- WHAT IS BEING ASKED: Output exactly the lines that run from the line with "the suv side" to the end of the material, both ends included, and no other lines.

Stored data

- - - -

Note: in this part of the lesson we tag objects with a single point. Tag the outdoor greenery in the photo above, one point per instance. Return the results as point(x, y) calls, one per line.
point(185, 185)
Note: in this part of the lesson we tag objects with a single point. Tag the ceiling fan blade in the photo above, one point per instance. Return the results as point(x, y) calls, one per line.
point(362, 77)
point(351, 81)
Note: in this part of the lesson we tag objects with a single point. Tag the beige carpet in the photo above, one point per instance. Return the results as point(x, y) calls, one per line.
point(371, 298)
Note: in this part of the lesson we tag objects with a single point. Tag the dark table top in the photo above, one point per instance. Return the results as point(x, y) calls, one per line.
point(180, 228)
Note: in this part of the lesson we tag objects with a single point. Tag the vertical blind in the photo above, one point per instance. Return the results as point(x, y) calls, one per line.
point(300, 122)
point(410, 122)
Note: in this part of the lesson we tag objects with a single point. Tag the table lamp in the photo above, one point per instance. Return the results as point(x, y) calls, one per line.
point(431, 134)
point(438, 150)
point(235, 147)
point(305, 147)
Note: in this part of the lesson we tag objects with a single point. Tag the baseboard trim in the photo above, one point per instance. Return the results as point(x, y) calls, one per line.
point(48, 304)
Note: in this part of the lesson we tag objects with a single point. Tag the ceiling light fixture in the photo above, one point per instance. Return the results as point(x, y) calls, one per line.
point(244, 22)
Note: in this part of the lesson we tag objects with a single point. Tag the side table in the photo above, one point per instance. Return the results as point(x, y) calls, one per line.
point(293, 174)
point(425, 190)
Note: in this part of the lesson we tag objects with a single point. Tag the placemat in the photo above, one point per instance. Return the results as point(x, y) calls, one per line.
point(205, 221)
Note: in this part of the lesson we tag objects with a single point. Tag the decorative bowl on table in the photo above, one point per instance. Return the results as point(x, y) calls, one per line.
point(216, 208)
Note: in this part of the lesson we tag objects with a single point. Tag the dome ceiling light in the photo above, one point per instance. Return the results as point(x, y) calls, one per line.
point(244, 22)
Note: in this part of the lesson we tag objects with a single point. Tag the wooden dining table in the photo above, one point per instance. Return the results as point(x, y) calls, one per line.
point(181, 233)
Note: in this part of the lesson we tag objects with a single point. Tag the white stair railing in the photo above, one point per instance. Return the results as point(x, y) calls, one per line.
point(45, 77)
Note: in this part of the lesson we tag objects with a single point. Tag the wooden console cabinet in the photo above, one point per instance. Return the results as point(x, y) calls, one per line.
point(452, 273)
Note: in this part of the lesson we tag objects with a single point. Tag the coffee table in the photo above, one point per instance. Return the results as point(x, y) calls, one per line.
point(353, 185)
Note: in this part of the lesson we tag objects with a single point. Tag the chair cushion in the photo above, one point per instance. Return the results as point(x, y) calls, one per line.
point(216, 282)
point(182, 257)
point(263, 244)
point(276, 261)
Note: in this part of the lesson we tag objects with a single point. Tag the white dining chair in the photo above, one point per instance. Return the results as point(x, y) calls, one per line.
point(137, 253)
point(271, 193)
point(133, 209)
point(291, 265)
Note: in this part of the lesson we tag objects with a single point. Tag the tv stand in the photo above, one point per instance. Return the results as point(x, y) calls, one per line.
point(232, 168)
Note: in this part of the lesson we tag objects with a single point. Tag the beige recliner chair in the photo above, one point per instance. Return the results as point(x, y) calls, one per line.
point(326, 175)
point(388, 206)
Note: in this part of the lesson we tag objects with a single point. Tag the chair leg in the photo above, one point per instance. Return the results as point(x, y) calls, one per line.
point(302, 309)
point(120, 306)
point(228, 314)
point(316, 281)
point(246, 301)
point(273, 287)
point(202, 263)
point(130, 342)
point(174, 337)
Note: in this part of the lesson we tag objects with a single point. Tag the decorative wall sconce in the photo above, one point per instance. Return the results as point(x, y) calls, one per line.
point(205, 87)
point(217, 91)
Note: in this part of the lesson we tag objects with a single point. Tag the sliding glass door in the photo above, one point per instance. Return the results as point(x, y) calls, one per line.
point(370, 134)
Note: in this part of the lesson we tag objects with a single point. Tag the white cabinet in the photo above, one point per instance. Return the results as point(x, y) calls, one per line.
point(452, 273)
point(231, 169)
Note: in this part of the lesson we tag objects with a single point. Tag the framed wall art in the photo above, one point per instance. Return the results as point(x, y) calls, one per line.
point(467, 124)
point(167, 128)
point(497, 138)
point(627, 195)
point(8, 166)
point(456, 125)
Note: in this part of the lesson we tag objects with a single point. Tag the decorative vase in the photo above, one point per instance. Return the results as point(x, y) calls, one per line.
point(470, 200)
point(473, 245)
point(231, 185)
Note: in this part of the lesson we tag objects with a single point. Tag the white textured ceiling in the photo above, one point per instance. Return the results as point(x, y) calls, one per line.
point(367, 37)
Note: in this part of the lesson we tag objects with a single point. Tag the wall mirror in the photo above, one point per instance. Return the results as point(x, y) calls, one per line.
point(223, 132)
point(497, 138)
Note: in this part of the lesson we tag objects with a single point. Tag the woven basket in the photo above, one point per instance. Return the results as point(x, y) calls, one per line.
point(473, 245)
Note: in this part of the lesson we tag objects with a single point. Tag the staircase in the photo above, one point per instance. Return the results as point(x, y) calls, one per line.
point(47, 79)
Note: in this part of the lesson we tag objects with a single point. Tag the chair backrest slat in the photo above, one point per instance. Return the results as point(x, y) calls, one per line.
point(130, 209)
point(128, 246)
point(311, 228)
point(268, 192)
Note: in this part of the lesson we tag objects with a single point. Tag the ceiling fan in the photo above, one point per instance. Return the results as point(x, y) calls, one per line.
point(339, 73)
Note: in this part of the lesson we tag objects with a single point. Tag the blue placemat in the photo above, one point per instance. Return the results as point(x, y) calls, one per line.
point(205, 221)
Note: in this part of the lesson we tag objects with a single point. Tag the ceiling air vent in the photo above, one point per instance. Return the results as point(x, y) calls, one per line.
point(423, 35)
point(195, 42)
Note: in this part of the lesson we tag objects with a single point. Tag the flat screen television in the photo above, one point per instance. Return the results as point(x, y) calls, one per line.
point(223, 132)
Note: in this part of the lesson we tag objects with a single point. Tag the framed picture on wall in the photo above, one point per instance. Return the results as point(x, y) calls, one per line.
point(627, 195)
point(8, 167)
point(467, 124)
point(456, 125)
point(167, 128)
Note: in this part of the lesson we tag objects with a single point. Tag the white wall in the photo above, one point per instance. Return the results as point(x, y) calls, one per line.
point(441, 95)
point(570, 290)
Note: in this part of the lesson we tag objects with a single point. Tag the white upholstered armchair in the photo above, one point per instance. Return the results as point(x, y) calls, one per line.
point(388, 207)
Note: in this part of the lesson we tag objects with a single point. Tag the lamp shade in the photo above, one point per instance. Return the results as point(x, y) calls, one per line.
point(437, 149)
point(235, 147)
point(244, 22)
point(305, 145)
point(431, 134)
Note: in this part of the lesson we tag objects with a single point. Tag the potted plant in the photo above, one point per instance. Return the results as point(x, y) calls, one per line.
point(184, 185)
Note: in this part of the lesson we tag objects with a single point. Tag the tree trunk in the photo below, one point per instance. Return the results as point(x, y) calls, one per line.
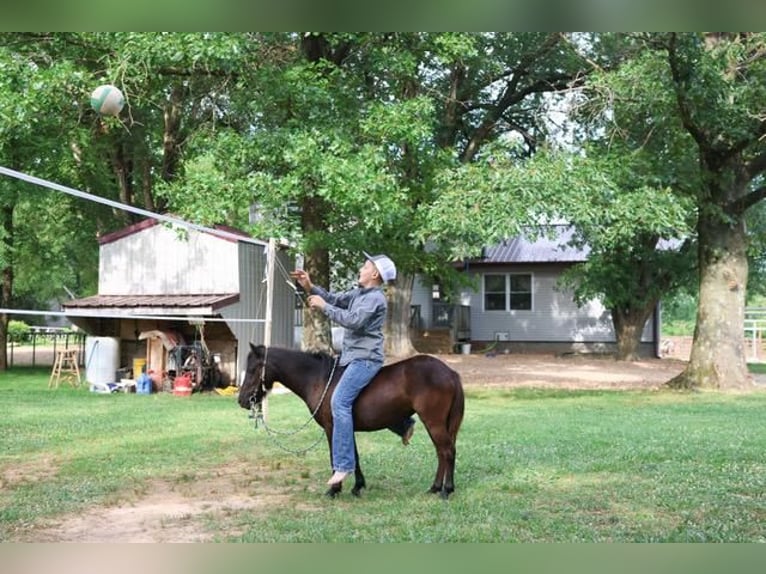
point(6, 285)
point(628, 327)
point(717, 358)
point(398, 344)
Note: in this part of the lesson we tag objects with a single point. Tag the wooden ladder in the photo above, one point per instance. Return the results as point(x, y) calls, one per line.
point(65, 366)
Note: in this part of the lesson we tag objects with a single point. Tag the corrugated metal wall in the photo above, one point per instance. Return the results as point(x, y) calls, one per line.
point(159, 261)
point(252, 302)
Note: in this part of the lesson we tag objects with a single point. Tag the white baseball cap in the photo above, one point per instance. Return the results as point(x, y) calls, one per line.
point(384, 265)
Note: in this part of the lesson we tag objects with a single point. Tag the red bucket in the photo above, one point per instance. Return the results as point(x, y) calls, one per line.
point(182, 386)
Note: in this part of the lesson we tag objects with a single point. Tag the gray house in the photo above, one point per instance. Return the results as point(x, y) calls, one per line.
point(518, 305)
point(161, 287)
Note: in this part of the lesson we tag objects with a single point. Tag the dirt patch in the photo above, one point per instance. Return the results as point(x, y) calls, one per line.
point(170, 513)
point(562, 372)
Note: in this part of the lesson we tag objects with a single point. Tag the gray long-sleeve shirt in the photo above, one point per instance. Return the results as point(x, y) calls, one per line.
point(361, 312)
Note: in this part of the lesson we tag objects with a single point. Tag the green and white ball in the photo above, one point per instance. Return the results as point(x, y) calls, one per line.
point(107, 100)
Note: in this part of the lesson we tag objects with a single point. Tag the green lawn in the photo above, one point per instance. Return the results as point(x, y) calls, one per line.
point(533, 466)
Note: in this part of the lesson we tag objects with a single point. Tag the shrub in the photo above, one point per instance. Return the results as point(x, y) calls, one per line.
point(18, 331)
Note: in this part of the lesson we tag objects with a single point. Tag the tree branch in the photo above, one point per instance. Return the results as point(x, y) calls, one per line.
point(748, 201)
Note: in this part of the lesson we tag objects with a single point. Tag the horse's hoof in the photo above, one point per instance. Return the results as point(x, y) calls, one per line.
point(357, 491)
point(333, 491)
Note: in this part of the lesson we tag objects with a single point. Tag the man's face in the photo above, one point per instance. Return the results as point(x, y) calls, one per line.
point(368, 274)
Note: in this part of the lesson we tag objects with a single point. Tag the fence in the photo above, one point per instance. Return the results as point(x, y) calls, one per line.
point(41, 349)
point(755, 325)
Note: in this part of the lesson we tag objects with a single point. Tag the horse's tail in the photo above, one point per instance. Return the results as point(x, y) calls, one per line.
point(455, 415)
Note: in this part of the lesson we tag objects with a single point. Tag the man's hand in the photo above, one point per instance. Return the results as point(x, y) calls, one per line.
point(302, 278)
point(316, 302)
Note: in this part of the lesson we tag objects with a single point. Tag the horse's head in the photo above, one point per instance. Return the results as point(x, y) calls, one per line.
point(257, 383)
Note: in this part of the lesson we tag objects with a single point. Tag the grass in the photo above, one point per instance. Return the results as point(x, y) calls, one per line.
point(533, 466)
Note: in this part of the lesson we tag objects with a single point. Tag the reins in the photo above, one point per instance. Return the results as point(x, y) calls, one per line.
point(256, 413)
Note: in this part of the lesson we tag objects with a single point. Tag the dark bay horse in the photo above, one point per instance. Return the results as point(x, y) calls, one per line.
point(421, 384)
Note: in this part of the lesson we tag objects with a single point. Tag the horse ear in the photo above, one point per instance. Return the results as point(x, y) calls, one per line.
point(259, 350)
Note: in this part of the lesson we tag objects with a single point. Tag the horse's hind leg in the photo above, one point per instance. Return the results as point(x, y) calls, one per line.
point(445, 454)
point(334, 489)
point(359, 482)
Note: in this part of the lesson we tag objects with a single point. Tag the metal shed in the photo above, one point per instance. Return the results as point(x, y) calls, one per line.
point(200, 286)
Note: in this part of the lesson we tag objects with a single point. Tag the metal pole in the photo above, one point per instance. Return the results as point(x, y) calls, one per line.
point(270, 264)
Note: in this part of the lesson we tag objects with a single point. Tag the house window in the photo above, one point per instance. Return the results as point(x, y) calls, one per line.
point(508, 292)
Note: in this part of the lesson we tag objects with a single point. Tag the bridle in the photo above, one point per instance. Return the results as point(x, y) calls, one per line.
point(256, 409)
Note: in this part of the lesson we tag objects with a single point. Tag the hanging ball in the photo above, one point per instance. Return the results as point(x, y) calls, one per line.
point(107, 100)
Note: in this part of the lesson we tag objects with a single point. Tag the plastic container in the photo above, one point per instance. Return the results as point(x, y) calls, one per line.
point(144, 384)
point(102, 359)
point(138, 366)
point(182, 386)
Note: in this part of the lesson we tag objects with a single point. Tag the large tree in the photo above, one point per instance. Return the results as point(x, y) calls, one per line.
point(705, 92)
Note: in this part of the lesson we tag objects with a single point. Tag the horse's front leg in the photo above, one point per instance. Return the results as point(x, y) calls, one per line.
point(334, 489)
point(359, 482)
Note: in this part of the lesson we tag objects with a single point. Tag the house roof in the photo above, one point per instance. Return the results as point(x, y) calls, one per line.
point(168, 304)
point(550, 248)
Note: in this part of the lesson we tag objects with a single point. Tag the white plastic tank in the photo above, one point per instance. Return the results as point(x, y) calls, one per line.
point(102, 359)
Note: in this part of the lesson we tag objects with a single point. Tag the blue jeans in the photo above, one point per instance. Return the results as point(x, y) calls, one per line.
point(357, 375)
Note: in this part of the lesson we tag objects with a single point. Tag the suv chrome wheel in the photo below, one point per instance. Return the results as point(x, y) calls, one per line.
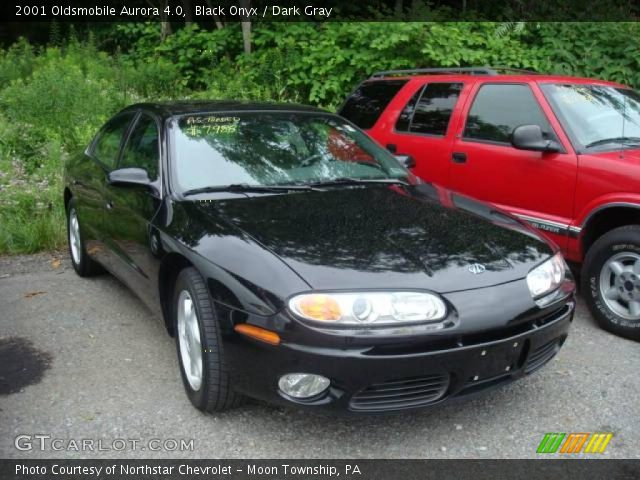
point(620, 284)
point(189, 340)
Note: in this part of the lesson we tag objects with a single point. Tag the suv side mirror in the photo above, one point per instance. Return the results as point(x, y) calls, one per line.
point(407, 161)
point(530, 137)
point(131, 177)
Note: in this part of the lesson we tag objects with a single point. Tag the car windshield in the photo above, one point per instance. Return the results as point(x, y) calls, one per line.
point(596, 116)
point(274, 148)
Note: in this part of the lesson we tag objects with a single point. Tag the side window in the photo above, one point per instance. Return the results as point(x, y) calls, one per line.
point(367, 103)
point(499, 108)
point(433, 111)
point(404, 120)
point(107, 146)
point(142, 148)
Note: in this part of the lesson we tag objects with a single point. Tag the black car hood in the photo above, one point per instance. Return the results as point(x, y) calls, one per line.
point(386, 237)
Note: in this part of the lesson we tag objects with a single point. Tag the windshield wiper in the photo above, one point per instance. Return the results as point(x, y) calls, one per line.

- - - -

- RESULT OF THE EXERCISE:
Note: in this part of the lesson we tag objects with a single point. Tag the suv side mirror in the photo above, one point per instance. Return the results as point(x, y) calls, one per line.
point(407, 161)
point(530, 137)
point(131, 177)
Note: in this part of the lesson we tag objects with a single point. Tag the car windshield in the photo above, one point per instance. Return the results as point(x, y) calls, one per line.
point(596, 116)
point(274, 148)
Note: in this part of the lesson we tag objects with a single point. Tag the side window in the photo above, one point per instance. Return the results as point(x, y) calls, one per line.
point(367, 103)
point(499, 108)
point(433, 111)
point(404, 120)
point(107, 146)
point(142, 148)
Note: in this part of the lesson we tag objects with a single point. Tag the black car hood in the photo above, one point per instance. Return the results as point(x, y) calls, one per line.
point(386, 237)
Note: in this part of the lesson we tag objects with a single point. Tag the windshield wiper in the photo above, one point per instance. Return the results as point(x, y) calls, one per line.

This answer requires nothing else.